### To be done
Can you pick out every line in the items below that contains the word "segment" (case-sensitive) and copy each of those lines?

### Given data
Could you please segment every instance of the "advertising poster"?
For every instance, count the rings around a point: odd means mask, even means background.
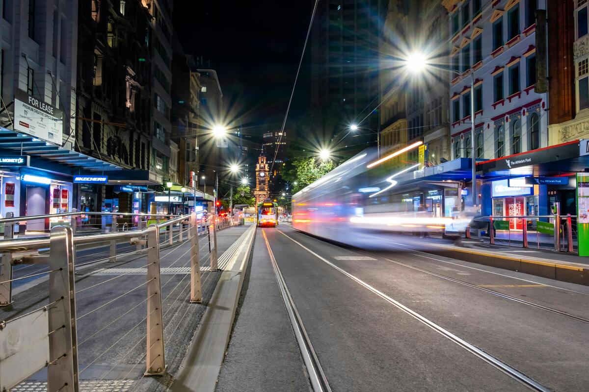
[[[577,173],[577,219],[579,256],[589,256],[589,173]]]
[[[52,203],[53,208],[59,208],[59,198],[61,193],[59,193],[59,188],[54,188],[52,195],[53,196],[53,203]]]
[[[14,182],[7,182],[4,187],[4,206],[14,207]]]
[[[58,199],[59,200],[59,199]],[[61,190],[61,208],[67,211],[68,209],[68,190]]]
[[[15,92],[15,130],[61,145],[64,129],[61,117],[61,110],[55,106],[22,90]]]

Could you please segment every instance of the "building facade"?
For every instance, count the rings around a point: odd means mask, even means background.
[[[376,131],[371,114],[378,96],[378,36],[382,0],[319,2],[311,36],[311,104],[336,105],[348,124]],[[375,138],[375,139],[376,139]]]

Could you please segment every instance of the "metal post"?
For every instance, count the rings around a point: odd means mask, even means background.
[[[489,234],[491,236],[491,244],[495,244],[495,227],[493,227],[493,217],[491,217],[490,219]]]
[[[475,73],[471,72],[471,160],[472,166],[472,206],[478,203],[477,193],[477,155],[475,150]]]
[[[556,211],[554,213],[554,250],[560,251],[560,203],[555,203]]]
[[[527,248],[528,247],[528,220],[525,218],[522,218],[521,220],[522,225],[522,246]]]
[[[49,239],[49,355],[47,390],[77,392],[78,336],[76,327],[73,230],[57,226]]]
[[[213,242],[214,246],[211,250],[211,271],[219,269],[219,260],[217,259],[217,217],[215,217],[214,225],[213,225]]]
[[[112,216],[112,222],[111,224],[111,232],[117,232],[117,216]],[[109,250],[108,262],[114,263],[117,261],[117,240],[111,241],[110,249]]]
[[[161,376],[166,371],[159,232],[155,225],[150,225],[147,228],[147,361],[145,376]]]
[[[568,243],[568,249],[567,250],[572,253],[573,253],[573,223],[571,222],[571,214],[567,214],[567,242]]]
[[[6,217],[14,217],[14,213],[7,212]],[[4,239],[12,239],[14,237],[14,223],[8,222],[4,225]],[[12,282],[6,282],[12,279],[12,255],[5,253],[2,255],[1,264],[0,264],[0,306],[6,306],[12,302]]]
[[[198,223],[196,213],[190,216],[190,302],[202,302],[200,282],[200,256],[198,252]]]

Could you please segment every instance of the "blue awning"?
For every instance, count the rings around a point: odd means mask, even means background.
[[[0,128],[0,153],[29,155],[31,167],[67,175],[123,169],[117,165],[5,128]]]

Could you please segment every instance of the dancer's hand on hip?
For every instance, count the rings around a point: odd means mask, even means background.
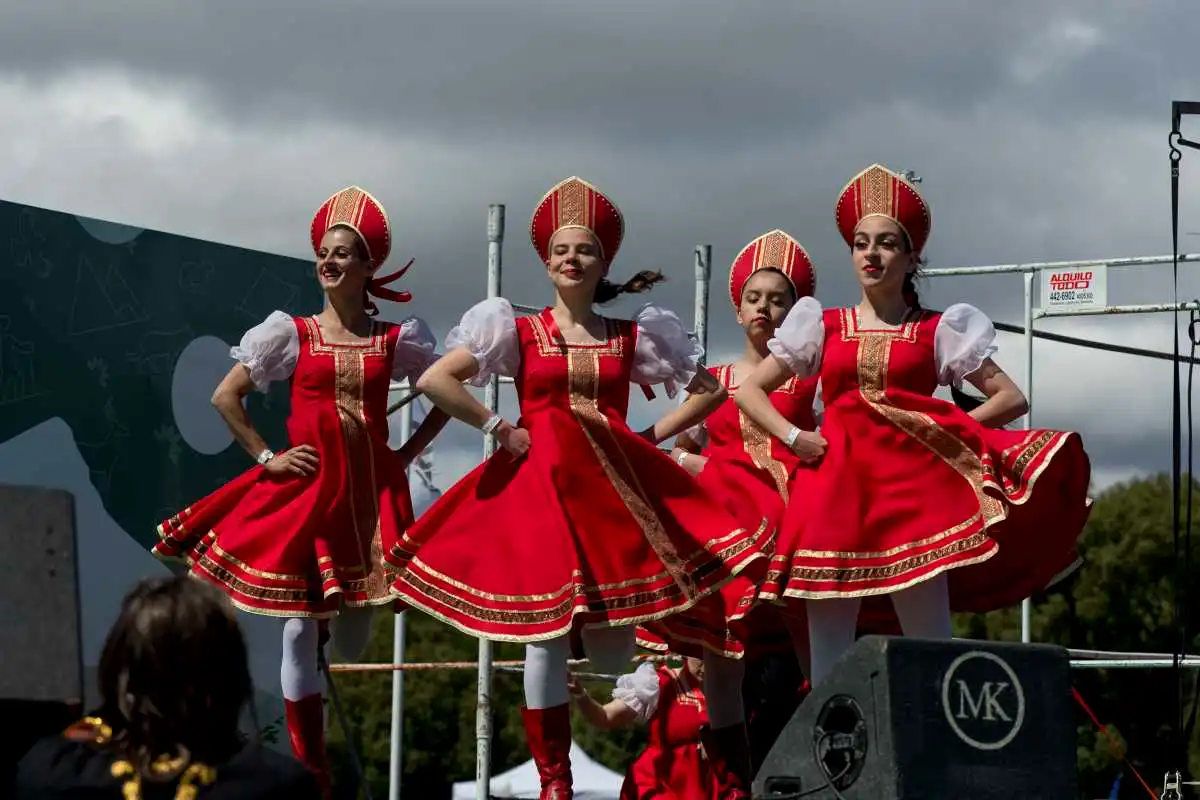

### Result of the exercise
Could you please segment every instance of the "advertising poster"?
Could you please segment every instance of the "building facade"?
Could you please segment every instance of the "metal post"?
Could you please segment every instance of the "blue awning"?
Could you please segment every instance of the dancer's hand on hip?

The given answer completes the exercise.